ASSIGNMENT:
Filter this material down to the lines that hold "rough", copying each one.

---

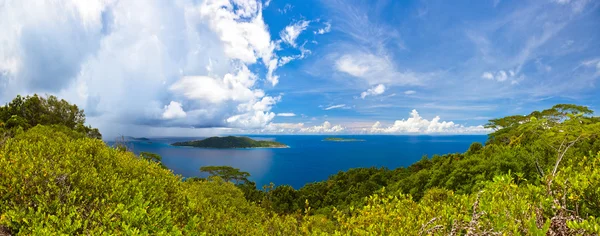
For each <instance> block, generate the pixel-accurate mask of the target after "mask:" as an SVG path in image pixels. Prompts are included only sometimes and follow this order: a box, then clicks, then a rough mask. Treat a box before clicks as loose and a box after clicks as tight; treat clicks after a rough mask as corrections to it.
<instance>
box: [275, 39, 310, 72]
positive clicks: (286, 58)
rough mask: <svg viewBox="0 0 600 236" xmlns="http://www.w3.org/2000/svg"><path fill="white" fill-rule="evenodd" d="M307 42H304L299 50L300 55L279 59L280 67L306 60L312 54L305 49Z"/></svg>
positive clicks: (294, 55)
mask: <svg viewBox="0 0 600 236" xmlns="http://www.w3.org/2000/svg"><path fill="white" fill-rule="evenodd" d="M305 45H306V42H304V43H303V44H302V45H300V47H299V48H298V49H300V54H297V55H292V56H283V57H281V58H280V59H279V64H278V66H284V65H285V64H288V63H290V62H291V61H293V60H299V59H304V58H306V57H307V56H308V55H309V54H311V53H312V52H311V51H310V50H308V49H306V48H305Z"/></svg>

---

REPLY:
For each <instance> block, generate the pixel-accurate mask of the target after "mask:" as an SVG path in image pixels. Prompts are included only sometimes and follow this order: a box, then clicks, then a rough mask. Treat a box before clicks as loose and a box after clicks as tight; treat clicks after a rough mask as corrections to it.
rough mask: <svg viewBox="0 0 600 236" xmlns="http://www.w3.org/2000/svg"><path fill="white" fill-rule="evenodd" d="M307 42H304L299 50L300 55L279 59L280 67L306 60L312 54L305 49Z"/></svg>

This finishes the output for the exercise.